■ Given records ■

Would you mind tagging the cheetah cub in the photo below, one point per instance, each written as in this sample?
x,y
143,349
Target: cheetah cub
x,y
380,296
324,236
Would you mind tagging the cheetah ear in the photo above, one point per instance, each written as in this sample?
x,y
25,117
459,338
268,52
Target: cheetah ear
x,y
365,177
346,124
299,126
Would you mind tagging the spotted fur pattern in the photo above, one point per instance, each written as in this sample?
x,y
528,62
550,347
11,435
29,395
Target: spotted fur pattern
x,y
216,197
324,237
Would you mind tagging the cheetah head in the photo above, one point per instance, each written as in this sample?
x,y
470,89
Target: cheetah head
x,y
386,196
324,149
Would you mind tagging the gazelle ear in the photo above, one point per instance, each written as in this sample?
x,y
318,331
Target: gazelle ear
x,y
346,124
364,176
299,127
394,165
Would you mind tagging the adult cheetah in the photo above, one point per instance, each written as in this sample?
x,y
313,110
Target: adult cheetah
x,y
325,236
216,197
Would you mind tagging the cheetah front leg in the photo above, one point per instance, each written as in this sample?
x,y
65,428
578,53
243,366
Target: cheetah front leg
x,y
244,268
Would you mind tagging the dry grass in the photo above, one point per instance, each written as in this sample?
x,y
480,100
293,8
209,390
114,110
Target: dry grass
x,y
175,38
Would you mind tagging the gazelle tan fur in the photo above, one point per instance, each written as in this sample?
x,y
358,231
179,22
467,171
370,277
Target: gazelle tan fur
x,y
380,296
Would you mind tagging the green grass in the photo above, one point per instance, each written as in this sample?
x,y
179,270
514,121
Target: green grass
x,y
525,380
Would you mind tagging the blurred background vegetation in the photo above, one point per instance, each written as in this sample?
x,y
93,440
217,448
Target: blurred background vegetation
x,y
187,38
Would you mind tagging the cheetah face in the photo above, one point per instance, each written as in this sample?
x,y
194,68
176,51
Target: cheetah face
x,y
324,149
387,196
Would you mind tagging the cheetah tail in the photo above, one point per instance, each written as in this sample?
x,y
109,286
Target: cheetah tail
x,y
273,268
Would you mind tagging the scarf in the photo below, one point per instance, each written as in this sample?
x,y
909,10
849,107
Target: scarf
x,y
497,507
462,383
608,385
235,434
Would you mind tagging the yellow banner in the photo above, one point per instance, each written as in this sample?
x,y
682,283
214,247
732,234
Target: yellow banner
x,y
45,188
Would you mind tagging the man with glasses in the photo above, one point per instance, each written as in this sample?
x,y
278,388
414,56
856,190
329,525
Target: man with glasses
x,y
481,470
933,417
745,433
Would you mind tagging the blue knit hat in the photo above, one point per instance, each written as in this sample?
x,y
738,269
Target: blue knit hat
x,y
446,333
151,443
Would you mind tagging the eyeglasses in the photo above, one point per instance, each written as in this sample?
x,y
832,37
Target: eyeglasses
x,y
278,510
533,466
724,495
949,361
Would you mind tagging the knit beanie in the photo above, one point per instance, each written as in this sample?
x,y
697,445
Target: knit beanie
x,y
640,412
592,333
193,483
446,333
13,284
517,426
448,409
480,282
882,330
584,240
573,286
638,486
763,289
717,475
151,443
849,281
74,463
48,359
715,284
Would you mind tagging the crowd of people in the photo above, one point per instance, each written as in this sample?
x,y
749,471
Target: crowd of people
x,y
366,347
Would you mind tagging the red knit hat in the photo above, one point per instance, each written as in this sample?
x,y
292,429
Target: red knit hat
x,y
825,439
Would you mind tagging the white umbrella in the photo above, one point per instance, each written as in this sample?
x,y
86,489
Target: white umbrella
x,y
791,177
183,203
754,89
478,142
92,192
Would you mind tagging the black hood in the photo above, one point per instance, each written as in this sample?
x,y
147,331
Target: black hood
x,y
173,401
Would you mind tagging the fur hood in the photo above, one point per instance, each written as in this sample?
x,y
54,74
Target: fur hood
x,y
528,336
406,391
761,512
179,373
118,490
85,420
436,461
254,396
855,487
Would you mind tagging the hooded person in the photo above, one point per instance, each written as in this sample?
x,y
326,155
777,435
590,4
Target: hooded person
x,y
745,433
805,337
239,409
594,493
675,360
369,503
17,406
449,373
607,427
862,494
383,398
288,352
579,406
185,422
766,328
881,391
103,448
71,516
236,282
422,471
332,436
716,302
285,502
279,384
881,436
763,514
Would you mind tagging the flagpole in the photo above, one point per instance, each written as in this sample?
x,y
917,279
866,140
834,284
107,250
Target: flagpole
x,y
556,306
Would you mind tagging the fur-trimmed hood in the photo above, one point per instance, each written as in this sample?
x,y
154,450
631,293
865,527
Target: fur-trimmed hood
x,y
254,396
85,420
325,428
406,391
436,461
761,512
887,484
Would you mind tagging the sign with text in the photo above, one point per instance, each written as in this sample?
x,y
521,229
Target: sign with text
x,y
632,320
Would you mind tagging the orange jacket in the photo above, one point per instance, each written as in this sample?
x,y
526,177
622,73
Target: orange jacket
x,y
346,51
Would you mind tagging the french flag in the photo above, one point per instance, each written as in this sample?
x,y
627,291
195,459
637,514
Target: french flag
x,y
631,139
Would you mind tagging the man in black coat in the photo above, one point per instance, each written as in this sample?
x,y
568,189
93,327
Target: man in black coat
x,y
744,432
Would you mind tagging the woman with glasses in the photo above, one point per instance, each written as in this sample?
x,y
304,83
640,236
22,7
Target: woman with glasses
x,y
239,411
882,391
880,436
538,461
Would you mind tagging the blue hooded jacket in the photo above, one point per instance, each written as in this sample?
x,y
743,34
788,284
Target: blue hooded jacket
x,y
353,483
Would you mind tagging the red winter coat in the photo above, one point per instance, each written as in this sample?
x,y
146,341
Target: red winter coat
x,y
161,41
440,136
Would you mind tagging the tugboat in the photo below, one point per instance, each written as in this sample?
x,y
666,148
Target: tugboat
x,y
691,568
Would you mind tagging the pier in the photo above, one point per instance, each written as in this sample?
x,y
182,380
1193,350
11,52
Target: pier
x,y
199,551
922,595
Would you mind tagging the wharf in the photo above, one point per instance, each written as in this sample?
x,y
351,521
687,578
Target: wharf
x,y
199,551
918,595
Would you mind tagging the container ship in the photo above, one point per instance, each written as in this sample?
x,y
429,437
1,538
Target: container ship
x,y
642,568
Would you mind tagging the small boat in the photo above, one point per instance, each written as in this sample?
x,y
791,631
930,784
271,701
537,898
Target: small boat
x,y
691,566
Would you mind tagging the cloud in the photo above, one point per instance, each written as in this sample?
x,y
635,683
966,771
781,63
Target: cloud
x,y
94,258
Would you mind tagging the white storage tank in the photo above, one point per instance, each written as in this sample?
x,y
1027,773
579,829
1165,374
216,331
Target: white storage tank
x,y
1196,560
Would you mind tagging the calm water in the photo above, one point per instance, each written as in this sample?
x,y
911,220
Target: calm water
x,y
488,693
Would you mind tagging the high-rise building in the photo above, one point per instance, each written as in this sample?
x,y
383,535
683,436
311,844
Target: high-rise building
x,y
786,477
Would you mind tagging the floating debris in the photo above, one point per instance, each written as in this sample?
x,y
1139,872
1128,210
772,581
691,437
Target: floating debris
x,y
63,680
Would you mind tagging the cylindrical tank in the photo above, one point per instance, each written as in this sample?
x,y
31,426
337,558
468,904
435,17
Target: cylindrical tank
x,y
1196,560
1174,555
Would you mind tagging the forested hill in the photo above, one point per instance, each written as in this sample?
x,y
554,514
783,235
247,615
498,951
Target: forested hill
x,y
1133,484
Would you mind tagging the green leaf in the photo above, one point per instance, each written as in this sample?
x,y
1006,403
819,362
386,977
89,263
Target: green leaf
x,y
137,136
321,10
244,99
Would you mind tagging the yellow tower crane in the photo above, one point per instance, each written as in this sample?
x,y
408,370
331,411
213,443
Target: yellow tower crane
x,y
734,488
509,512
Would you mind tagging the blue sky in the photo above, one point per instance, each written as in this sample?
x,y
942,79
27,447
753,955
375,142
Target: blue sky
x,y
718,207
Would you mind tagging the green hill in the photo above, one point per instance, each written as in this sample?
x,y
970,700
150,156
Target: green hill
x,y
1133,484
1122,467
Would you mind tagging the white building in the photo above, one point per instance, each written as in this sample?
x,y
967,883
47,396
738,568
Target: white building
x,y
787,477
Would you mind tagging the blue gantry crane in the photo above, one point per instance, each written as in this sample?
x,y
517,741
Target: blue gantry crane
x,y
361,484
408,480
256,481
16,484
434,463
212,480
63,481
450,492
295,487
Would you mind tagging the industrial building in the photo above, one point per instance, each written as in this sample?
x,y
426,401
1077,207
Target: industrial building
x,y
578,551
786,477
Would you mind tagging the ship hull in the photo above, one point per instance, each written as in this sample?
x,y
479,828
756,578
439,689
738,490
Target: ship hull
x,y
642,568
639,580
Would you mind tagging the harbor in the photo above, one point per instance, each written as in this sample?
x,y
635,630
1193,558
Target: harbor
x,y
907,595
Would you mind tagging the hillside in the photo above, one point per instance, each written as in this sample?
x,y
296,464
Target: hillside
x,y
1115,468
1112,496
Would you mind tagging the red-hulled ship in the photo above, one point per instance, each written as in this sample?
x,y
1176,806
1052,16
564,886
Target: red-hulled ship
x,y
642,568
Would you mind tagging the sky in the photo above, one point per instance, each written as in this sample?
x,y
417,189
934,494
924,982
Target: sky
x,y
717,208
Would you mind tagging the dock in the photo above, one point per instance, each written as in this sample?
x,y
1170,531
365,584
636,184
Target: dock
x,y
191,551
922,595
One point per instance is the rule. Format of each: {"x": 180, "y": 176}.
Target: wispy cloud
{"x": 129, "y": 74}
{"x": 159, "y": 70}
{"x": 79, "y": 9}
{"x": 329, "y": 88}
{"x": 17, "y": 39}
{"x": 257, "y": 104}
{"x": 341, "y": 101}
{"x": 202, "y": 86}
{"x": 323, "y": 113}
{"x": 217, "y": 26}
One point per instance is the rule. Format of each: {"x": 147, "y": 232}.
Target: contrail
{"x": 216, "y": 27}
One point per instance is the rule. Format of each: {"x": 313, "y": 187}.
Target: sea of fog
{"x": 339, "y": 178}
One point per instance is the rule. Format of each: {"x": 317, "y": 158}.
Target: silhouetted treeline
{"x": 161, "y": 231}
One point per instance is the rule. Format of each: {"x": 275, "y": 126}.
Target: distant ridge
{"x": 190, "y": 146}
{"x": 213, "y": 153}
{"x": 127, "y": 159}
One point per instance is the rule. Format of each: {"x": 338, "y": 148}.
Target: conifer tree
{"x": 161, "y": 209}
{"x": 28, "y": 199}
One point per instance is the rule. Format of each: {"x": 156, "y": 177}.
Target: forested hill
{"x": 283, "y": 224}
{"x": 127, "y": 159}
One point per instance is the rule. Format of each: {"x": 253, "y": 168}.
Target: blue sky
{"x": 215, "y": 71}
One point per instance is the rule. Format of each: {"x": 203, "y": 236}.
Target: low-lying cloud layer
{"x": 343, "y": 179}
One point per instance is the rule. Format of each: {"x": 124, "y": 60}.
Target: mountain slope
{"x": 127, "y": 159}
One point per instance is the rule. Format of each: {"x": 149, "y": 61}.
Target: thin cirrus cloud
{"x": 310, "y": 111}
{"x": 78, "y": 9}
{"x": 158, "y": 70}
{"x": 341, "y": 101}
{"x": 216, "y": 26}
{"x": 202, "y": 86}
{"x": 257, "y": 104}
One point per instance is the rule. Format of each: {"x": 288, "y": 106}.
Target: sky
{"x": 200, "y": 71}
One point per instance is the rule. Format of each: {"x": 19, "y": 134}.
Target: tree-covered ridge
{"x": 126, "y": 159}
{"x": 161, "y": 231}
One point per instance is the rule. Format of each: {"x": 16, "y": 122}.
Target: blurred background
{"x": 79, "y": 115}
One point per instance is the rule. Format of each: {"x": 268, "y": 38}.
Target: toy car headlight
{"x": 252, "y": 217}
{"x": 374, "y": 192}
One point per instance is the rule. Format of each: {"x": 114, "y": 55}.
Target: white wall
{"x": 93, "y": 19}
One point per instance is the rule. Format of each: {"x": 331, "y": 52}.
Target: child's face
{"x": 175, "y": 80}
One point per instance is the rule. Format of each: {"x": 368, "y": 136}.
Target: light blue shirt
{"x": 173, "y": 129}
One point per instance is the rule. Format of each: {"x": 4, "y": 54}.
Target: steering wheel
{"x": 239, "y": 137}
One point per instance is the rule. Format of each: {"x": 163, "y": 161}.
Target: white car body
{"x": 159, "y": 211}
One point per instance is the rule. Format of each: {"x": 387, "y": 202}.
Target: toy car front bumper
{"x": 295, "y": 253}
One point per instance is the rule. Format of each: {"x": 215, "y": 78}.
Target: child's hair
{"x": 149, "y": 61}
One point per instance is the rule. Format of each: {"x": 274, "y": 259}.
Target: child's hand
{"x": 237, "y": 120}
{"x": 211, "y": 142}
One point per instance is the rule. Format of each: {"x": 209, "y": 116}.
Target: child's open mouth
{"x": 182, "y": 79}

■ What you should do ■
Count the lines in the records above that contain the string "ridge". Reply with the number alone.

■ Answer to the problem ■
2